-- OBJECTIVE --
Count the lines of the data below that contain the string "pointer". Reply with the number alone.

--- START AVAILABLE DATA ---

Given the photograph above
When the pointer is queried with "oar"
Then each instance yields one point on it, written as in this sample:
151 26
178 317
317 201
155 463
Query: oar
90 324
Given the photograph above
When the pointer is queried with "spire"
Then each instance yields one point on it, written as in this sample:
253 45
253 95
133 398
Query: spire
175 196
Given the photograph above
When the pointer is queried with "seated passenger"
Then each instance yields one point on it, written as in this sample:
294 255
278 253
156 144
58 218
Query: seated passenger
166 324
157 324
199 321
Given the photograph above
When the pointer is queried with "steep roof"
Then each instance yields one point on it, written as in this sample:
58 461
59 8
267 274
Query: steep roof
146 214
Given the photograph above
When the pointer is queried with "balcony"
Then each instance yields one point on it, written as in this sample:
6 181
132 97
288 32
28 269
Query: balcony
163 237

--- END AVAILABLE DATA ---
--- START AVAILABLE DATA ---

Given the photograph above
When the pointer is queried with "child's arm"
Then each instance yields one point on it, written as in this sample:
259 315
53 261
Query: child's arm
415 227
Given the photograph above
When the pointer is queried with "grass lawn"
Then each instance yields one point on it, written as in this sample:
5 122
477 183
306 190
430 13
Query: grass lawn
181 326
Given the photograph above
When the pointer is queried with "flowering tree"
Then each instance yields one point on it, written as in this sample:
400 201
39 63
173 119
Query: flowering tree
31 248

--- END AVAILABLE DATA ---

-- SOLUTION TO THIS EXERCISE --
8